__Extracted text__:
************
Features, Gold, Opinion

Reducing the carbon footprint of gold operations

Gold Road

Gold mining is an energy-intensive and greenhouse gas (GHG) emissions-intensive industry. With climate change risks identified as financial risks and the Paris Agreement’s adoption in 2015, far greater scrutiny is being placed on companies’ GHG emissions and actions to mitigate them to become more environmentally sustainable.

Presently, investment funds (e.g., BlackRock) and sovereign wealth funds (e.g. Norway) are reducing their carbon footprints by minimising their exposure to fossil fuels (e.g. thermal coal).

Funds are pressuring lenders they invest in to have greater transparency of their carbon footprints. Additionally, these funds require the companies they invest in to improve their disclosure of climate risks and their mitigation measures.

It is anticipated that the financial community will broaden its lower emissions emphasis from fossil fuels to other energy-intensive industries in the future, such as the gold industry.

Understanding GHG emissions in gold mining

The reporting of GHG emissions is subdivided into three scopes:

Scope 1 – Direct emissions from sources a company owns or controls (e.g. emissions from on-site electricity generation, mining, processing and smelting to produce gold/dore bars).

Scope 2 – Indirect emissions from the consumption of purchased energy at an operation owned or controlled by a company (e.g. purchase of grid electricity generated by burning coal or natural gas).

Scope 3 – Indirect emissions that occur in the broader economy due to a company’s activities. However, are from sources not owned or controlled by the company, (e.g. emissions from the production of purchased materials and fuels, transportation of goods to the site, flying on commercial planes, and the refining and subsequent use of the gold).

Emissions are reported as a carbon dioxide equivalent (CO2-e), which includes the following greenhouse gases; carbon dioxide (CO2), methane (CH4), nitrous oxide (N2O), sulphur hexafluoride (SF6), hydrofluorocarbons (HFCs) and perfluorocarbons (PFCs).

Most large and mid-size gold mining companies report total Scopes 1 and 2 emissions of their company, with the majority also providing a breakdown for their individual mining operations. Presently very few companies report Scope 3 emissions. Gold mining is different from commodities like iron ore or coal, as most Scope 3 emissions occur upstream from the mine, i.e. emissions from suppliers of goods and services to the mine.

Scope 3 emissions for coal and iron ore are mostly downstream, from combustion and reduction to produce steel, respectively.
************
__The problem__: Quote the passage of the article on reducing the carbon footprint of gold operations from "Presently, investment funds" up to and including "the gold industry.".

Excerpts from a location annotation dataset:
************
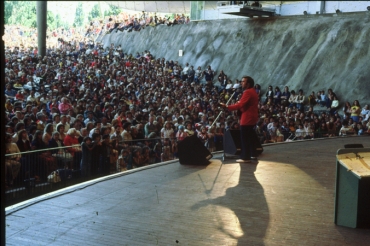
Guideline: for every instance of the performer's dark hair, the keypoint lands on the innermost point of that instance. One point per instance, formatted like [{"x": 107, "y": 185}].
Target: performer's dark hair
[{"x": 250, "y": 80}]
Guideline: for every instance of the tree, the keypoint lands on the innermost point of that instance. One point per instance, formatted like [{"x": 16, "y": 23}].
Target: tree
[
  {"x": 50, "y": 19},
  {"x": 79, "y": 15},
  {"x": 113, "y": 10},
  {"x": 94, "y": 13},
  {"x": 23, "y": 13},
  {"x": 8, "y": 10}
]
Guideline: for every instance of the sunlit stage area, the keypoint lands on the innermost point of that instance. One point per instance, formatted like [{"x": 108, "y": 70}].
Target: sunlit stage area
[{"x": 284, "y": 198}]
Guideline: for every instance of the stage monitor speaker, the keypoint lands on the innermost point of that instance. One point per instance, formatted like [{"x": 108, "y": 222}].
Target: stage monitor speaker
[
  {"x": 192, "y": 151},
  {"x": 232, "y": 143},
  {"x": 351, "y": 146}
]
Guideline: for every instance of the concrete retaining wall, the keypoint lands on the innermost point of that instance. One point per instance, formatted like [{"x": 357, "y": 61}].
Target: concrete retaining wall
[{"x": 303, "y": 52}]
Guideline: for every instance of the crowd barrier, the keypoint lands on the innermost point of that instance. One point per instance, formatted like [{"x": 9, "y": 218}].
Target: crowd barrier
[{"x": 34, "y": 173}]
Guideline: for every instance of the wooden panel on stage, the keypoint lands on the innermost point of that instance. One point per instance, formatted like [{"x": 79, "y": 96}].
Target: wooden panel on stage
[{"x": 284, "y": 199}]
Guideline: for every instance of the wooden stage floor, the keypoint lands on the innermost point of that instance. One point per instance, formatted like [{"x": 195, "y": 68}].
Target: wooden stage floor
[{"x": 287, "y": 198}]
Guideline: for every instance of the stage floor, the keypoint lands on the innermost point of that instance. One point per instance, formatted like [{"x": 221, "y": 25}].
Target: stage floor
[{"x": 286, "y": 198}]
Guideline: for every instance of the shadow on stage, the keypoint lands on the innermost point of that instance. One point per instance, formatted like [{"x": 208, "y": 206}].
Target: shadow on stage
[{"x": 247, "y": 201}]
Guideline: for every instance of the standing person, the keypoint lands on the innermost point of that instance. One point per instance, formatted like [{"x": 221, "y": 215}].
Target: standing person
[{"x": 248, "y": 106}]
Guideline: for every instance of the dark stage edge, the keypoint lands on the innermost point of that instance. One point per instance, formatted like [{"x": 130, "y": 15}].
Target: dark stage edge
[{"x": 287, "y": 198}]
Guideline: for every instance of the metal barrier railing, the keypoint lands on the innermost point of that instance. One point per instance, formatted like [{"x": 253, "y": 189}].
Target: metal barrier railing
[{"x": 33, "y": 173}]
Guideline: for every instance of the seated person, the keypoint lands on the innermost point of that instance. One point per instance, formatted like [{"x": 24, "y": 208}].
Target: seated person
[{"x": 346, "y": 129}]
************
__Output of the exercise__:
Presently, investment funds (e.g., BlackRock) and sovereign wealth funds (e.g. Norway) are reducing their carbon footprints by minimising their exposure to fossil fuels (e.g. thermal coal).

Funds are pressuring lenders they invest in to have greater transparency of their carbon footprints. Additionally, these funds require the companies they invest in to improve their disclosure of climate risks and their mitigation measures.

It is anticipated that the financial community will broaden its lower emissions emphasis from fossil fuels to other energy-intensive industries in the future, such as the gold industry.